EXERCISE ->
Write out the passage of the heapsort text between "In computer science, heapsort" and "a stable sort.", inclusive.

SOURCE TEXT ->
━━━

# Heapsort

Class A run of the heapsort algorithm sorting an array of randomly permuted values. In the first stage of the algorithm the array elements are reordered to satisfy the heap property. Before the actual sorting takes place, the heap tree structure is shown briefly for illustration. Sorting algorithm Array ${\displaystyle O(n\log n)}$ ${\displaystyle \Omega (n),O(n\log n)}$[1] ${\displaystyle O(n\log n)}$ ${\displaystyle O(1)}$ auxiliary

In computer science, heapsort is a comparison-based sorting algorithm. Heapsort can be thought of as an improved selection sort: like that algorithm, it divides its input into a sorted and an unsorted region, and it iteratively shrinks the unsorted region by extracting the largest element and moving that to the sorted region. The improvement consists of the use of a heap data structure rather than a linear-time search to find the maximum.[2]

Although somewhat slower in practice on most machines than a well-implemented quicksort, it has the advantage of a more favorable worst-case O(n log n) runtime. Heapsort is an in-place algorithm, but it is not a stable sort.

━━━

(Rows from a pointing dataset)
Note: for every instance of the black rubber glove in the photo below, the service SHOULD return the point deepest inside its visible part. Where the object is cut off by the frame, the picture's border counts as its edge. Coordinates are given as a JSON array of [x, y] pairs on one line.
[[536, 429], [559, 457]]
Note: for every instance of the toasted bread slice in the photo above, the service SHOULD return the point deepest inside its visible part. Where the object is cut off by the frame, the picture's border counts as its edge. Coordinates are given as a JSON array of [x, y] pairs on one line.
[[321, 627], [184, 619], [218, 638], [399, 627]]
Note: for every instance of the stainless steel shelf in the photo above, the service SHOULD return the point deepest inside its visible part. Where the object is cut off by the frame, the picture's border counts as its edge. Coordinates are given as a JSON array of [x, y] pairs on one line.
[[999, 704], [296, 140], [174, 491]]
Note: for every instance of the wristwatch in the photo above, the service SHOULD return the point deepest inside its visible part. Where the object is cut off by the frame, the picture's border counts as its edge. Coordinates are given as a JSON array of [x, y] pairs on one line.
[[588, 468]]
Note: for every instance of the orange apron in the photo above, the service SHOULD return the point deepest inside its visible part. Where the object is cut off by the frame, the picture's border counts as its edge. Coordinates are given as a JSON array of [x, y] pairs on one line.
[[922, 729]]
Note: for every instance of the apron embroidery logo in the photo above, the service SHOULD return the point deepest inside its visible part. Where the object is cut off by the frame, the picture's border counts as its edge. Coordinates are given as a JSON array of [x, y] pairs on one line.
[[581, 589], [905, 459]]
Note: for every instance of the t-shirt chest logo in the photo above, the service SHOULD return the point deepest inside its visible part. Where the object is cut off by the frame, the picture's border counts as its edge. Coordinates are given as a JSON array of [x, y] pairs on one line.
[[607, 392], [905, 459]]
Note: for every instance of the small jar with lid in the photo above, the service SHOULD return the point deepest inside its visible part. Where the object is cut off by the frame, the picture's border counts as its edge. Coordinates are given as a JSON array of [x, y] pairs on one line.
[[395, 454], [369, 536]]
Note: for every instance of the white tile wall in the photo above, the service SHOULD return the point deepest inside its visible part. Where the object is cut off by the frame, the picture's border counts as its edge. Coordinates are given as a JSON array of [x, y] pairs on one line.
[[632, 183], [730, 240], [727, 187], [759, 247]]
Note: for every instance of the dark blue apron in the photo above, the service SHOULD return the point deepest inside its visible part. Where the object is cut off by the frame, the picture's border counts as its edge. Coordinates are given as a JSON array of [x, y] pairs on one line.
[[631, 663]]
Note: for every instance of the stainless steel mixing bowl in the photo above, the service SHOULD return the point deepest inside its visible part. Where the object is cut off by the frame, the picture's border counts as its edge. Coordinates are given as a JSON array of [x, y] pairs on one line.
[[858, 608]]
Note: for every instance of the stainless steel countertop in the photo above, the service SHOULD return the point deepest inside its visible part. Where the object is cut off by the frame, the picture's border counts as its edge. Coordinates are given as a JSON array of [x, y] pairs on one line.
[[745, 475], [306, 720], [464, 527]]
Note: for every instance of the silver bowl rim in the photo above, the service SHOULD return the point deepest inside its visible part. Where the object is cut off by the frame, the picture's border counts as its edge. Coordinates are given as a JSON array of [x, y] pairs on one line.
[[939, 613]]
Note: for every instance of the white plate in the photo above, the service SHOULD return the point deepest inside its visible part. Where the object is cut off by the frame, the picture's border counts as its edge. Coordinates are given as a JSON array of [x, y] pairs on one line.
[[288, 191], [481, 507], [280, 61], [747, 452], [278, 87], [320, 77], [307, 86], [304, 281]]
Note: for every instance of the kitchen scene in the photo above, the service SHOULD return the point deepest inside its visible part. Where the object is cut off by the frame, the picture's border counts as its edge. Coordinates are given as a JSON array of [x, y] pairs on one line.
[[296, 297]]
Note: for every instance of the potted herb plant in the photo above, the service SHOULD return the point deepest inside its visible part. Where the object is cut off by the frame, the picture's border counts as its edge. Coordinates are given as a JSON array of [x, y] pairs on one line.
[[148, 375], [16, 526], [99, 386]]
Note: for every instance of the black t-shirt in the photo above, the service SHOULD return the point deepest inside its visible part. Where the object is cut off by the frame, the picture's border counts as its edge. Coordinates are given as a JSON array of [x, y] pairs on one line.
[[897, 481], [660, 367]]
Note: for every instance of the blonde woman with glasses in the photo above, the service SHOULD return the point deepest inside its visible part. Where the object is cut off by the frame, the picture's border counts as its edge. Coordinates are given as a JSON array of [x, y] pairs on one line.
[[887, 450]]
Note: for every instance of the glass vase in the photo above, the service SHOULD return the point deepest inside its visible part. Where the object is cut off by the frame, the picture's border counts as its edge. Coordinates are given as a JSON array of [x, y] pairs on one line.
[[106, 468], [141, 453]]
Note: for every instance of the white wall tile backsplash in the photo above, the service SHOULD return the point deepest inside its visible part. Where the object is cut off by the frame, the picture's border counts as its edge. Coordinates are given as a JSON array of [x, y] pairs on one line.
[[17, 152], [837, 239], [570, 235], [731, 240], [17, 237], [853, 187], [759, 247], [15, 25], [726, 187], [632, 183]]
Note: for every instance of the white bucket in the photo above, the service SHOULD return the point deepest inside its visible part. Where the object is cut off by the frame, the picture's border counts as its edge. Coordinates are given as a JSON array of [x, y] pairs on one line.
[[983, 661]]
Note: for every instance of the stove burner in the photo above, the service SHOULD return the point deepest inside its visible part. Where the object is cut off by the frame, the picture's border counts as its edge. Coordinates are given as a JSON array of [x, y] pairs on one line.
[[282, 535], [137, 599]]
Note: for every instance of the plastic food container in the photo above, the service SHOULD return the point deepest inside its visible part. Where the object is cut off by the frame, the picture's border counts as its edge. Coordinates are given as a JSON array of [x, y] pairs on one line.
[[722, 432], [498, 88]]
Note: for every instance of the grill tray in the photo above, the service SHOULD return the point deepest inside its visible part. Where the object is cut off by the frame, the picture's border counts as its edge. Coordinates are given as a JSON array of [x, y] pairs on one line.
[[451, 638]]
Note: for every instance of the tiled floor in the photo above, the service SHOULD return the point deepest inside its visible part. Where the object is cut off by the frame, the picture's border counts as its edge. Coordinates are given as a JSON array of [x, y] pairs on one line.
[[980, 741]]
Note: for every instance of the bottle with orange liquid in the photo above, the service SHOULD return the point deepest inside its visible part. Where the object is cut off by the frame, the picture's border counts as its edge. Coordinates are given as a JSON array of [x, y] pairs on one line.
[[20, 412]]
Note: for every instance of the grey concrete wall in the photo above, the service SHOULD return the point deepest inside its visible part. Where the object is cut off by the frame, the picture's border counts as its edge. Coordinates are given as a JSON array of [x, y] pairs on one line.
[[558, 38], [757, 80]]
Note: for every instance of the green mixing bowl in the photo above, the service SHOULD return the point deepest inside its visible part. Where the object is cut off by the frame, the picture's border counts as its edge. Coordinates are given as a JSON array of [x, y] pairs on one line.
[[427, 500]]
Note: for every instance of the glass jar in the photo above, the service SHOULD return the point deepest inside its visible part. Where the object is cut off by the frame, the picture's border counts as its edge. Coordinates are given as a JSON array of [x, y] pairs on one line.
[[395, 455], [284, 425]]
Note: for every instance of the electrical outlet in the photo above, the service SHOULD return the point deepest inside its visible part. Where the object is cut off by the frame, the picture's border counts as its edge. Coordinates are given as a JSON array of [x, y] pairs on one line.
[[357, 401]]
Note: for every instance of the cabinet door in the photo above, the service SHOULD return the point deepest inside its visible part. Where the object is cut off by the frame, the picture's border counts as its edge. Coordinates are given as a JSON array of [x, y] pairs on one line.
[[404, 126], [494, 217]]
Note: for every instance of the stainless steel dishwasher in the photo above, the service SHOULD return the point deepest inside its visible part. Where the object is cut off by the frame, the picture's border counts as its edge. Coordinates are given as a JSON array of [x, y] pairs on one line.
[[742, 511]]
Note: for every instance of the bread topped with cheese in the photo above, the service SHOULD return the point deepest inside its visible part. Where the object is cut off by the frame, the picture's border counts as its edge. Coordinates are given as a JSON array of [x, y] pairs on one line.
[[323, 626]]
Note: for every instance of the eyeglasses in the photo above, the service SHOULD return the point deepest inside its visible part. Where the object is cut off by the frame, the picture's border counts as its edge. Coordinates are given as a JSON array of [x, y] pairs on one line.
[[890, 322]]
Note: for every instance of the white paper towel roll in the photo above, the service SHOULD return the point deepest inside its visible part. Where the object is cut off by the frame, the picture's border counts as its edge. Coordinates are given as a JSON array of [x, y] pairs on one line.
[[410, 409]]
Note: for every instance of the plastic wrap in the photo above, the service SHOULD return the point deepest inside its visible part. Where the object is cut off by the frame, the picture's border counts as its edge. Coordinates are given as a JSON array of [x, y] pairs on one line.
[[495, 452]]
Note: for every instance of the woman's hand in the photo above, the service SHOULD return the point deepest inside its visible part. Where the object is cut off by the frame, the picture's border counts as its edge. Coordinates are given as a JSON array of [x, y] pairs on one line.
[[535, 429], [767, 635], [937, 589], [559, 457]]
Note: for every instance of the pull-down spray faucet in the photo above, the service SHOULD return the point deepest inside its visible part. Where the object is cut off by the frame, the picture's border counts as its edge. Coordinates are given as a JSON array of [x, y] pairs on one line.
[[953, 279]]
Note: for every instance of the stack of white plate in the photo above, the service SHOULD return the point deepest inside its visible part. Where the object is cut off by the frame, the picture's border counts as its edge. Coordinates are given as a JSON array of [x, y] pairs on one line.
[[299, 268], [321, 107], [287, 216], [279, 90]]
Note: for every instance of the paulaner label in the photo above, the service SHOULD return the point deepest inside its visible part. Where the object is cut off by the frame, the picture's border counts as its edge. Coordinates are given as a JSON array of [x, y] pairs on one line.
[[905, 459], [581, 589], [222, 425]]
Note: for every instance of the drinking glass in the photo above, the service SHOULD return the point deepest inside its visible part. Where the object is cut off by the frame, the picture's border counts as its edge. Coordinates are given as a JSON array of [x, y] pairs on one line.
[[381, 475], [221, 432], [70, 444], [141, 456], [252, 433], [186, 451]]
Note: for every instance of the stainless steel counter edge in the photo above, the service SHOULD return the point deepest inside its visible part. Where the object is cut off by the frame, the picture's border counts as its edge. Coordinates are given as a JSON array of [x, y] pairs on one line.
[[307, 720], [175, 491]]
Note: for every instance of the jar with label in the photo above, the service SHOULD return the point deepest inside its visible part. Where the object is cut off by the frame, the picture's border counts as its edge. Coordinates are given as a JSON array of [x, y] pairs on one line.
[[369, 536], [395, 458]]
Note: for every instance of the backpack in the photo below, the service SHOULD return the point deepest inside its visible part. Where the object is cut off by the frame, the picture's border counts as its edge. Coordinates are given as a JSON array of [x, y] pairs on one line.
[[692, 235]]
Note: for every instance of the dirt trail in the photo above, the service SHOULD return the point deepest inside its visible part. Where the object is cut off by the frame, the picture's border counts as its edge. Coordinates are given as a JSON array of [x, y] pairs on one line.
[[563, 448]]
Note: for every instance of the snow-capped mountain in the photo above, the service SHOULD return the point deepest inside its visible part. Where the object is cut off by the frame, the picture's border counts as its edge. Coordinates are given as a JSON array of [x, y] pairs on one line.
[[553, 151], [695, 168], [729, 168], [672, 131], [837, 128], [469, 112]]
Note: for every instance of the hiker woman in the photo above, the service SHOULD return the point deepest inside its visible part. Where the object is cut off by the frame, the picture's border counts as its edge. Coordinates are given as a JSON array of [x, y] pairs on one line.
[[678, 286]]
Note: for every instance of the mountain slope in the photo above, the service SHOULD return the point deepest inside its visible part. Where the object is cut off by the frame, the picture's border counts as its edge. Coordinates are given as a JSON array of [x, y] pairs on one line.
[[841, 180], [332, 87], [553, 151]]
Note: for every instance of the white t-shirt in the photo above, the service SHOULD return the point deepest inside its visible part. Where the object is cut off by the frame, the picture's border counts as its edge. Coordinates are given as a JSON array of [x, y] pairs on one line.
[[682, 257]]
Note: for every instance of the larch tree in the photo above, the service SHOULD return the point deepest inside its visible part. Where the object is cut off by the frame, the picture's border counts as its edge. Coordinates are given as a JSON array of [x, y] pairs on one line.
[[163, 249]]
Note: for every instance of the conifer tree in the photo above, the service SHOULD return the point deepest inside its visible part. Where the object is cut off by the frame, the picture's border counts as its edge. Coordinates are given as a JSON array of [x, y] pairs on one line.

━━━

FULL ANSWER ->
In computer science, heapsort is a comparison-based sorting algorithm. Heapsort can be thought of as an improved selection sort: like that algorithm, it divides its input into a sorted and an unsorted region, and it iteratively shrinks the unsorted region by extracting the largest element and moving that to the sorted region. The improvement consists of the use of a heap data structure rather than a linear-time search to find the maximum.[2]

Although somewhat slower in practice on most machines than a well-implemented quicksort, it has the advantage of a more favorable worst-case O(n log n) runtime. Heapsort is an in-place algorithm, but it is not a stable sort.